DATASET EXTRACT »
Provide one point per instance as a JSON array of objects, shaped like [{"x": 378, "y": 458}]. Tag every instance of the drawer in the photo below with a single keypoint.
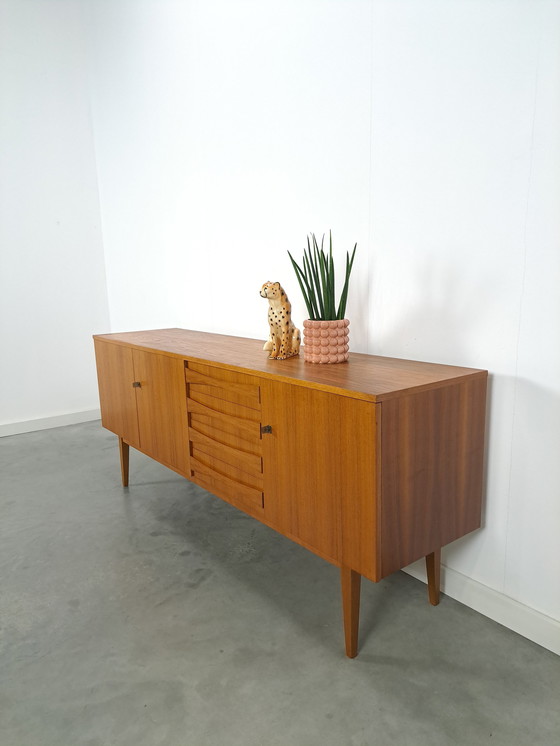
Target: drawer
[
  {"x": 206, "y": 384},
  {"x": 224, "y": 429},
  {"x": 225, "y": 487},
  {"x": 235, "y": 457}
]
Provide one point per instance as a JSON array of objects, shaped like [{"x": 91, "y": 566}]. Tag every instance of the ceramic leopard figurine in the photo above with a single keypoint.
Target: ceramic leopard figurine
[{"x": 284, "y": 338}]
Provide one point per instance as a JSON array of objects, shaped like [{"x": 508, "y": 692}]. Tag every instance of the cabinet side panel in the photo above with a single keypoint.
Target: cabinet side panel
[
  {"x": 432, "y": 450},
  {"x": 115, "y": 375},
  {"x": 359, "y": 489},
  {"x": 162, "y": 408}
]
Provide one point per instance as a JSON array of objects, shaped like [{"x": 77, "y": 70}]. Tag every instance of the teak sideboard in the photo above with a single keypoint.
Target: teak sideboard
[{"x": 371, "y": 464}]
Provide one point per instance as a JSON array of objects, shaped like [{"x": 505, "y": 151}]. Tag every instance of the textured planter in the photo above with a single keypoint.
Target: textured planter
[{"x": 325, "y": 341}]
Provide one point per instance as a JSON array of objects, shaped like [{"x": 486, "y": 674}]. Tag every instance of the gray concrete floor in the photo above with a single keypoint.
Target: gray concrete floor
[{"x": 159, "y": 615}]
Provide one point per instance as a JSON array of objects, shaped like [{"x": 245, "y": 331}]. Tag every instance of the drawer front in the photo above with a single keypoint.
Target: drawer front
[
  {"x": 214, "y": 383},
  {"x": 224, "y": 426}
]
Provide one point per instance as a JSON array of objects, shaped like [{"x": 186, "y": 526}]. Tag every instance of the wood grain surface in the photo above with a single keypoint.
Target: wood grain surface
[{"x": 366, "y": 377}]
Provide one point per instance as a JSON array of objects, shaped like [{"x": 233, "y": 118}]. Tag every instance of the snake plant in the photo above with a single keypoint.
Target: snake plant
[{"x": 317, "y": 282}]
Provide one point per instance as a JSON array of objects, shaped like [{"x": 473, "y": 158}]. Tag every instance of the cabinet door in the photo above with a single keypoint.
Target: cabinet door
[
  {"x": 161, "y": 403},
  {"x": 319, "y": 468},
  {"x": 115, "y": 374}
]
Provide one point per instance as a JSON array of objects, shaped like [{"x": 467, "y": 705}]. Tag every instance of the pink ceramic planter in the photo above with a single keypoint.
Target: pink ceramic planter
[{"x": 325, "y": 341}]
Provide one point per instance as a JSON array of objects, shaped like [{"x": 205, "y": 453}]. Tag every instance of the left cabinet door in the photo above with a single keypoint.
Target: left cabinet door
[
  {"x": 143, "y": 401},
  {"x": 115, "y": 375},
  {"x": 162, "y": 408}
]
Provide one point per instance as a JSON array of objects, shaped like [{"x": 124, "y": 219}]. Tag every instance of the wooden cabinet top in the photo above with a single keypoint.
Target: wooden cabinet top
[{"x": 367, "y": 377}]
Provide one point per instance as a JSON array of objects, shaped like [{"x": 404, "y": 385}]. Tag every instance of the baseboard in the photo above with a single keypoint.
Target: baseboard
[
  {"x": 533, "y": 625},
  {"x": 45, "y": 423}
]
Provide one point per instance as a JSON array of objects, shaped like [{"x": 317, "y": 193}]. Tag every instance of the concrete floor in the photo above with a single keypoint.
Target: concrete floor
[{"x": 159, "y": 615}]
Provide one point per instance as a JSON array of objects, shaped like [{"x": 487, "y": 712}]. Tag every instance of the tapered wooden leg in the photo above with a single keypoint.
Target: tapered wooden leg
[
  {"x": 351, "y": 583},
  {"x": 433, "y": 565},
  {"x": 124, "y": 450}
]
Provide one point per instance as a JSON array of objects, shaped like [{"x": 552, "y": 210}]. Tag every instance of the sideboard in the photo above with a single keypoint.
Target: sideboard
[{"x": 371, "y": 464}]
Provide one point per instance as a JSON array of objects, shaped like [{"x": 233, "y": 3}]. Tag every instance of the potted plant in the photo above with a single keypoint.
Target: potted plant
[{"x": 325, "y": 332}]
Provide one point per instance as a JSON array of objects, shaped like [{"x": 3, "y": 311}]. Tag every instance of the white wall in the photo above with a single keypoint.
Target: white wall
[
  {"x": 226, "y": 131},
  {"x": 425, "y": 131},
  {"x": 52, "y": 279}
]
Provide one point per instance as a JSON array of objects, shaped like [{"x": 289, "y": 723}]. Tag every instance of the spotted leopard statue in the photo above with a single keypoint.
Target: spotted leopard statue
[{"x": 284, "y": 339}]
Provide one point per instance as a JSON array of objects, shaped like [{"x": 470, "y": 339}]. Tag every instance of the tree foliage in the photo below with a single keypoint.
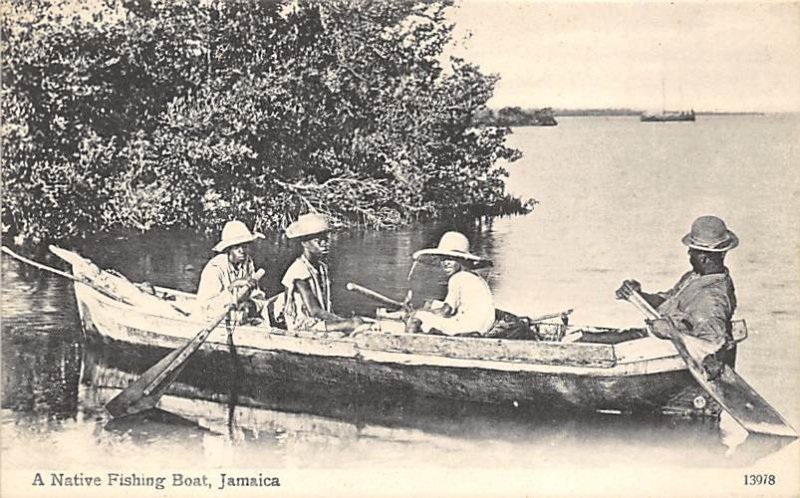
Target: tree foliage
[{"x": 188, "y": 113}]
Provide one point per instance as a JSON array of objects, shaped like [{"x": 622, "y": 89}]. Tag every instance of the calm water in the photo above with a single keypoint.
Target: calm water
[{"x": 615, "y": 198}]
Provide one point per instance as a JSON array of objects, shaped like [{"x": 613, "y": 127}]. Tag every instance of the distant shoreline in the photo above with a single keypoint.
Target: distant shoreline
[{"x": 518, "y": 116}]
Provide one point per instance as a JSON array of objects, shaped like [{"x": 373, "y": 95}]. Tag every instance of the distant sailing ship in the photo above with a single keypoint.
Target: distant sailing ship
[{"x": 666, "y": 115}]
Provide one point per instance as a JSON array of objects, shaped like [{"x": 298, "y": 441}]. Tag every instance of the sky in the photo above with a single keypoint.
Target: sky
[{"x": 708, "y": 56}]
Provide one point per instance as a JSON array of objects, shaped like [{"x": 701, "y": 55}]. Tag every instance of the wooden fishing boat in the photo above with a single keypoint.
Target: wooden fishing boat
[{"x": 625, "y": 375}]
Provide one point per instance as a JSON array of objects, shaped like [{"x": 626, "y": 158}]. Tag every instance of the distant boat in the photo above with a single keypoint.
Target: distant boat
[
  {"x": 668, "y": 116},
  {"x": 665, "y": 116}
]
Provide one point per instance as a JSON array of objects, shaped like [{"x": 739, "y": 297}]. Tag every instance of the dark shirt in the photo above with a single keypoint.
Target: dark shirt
[{"x": 702, "y": 306}]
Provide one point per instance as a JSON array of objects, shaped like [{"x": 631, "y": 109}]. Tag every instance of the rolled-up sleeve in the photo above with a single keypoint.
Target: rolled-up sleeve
[
  {"x": 211, "y": 283},
  {"x": 709, "y": 315}
]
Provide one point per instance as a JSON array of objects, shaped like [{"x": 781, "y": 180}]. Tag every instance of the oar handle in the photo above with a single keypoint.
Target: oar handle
[
  {"x": 550, "y": 316},
  {"x": 642, "y": 305},
  {"x": 372, "y": 294},
  {"x": 192, "y": 346}
]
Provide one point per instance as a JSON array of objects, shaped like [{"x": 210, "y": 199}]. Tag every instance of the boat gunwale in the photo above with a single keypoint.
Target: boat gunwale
[{"x": 361, "y": 346}]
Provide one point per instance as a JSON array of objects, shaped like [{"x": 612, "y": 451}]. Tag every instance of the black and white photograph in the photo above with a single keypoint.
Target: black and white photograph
[{"x": 399, "y": 248}]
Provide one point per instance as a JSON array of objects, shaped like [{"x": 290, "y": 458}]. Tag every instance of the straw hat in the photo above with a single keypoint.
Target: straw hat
[
  {"x": 235, "y": 233},
  {"x": 308, "y": 225},
  {"x": 709, "y": 233},
  {"x": 452, "y": 245}
]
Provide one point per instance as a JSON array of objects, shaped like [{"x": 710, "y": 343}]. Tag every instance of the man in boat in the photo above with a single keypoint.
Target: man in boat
[
  {"x": 307, "y": 295},
  {"x": 233, "y": 267},
  {"x": 468, "y": 307},
  {"x": 700, "y": 306}
]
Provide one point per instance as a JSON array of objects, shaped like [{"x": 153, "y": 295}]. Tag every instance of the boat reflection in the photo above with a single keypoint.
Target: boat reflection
[{"x": 263, "y": 411}]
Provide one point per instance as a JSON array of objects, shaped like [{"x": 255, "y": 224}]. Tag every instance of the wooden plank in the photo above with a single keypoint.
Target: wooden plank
[
  {"x": 736, "y": 396},
  {"x": 545, "y": 353}
]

WORK REQUIRED »
Reproduce only the lines between the line containing "the oar handle" and the last line of the records, those two lines included, exactly.

TASK RESULT »
Provide one point per instance as a JSON array of objects, shaped like [{"x": 781, "y": 180}]. Tag every instance of the oar handle in the photo above with a single keypoint.
Target: oar handle
[
  {"x": 550, "y": 316},
  {"x": 642, "y": 305},
  {"x": 372, "y": 294},
  {"x": 192, "y": 346}
]
Provide one point per instance as a JSON array of objects, shaped like [{"x": 210, "y": 199}]. Tag every instance of the boat gunwale in the photo above with a single keypoint.
Target: boat gunwale
[{"x": 361, "y": 346}]
Provide one point per instance as a JSON array of objects, shaped like [{"x": 612, "y": 451}]. Tag every instance of the black and white photograph in the photo above with a single keypoint.
Target: black and white photograph
[{"x": 399, "y": 248}]
Provide one point per instance as a JSON array of objects, shaped like [{"x": 290, "y": 458}]. Tag every instance of the straw hat in the photo above with a single keypoint.
Target: straw hat
[
  {"x": 235, "y": 233},
  {"x": 308, "y": 225},
  {"x": 709, "y": 233},
  {"x": 452, "y": 245}
]
Provide one point per instance as a JSON array of objects, shaped like [{"x": 710, "y": 343}]. Tag every instance of the man in boat in the photo above with a single keypoint.
Target: man in boat
[
  {"x": 307, "y": 295},
  {"x": 233, "y": 267},
  {"x": 468, "y": 307},
  {"x": 700, "y": 306}
]
Provide one point per instance as a JSON array of objects, shaped like [{"x": 153, "y": 295}]. Tag every instance of the boat reflection in the photo above with a single keypoint.
Target: boat reflection
[{"x": 263, "y": 411}]
Provide one point per instance as a JSON array of objects, shaped like [{"x": 255, "y": 224}]. Tag every instance of the wooden plank in the photo above with a single keypoint.
Target: wooden plank
[
  {"x": 736, "y": 396},
  {"x": 545, "y": 353}
]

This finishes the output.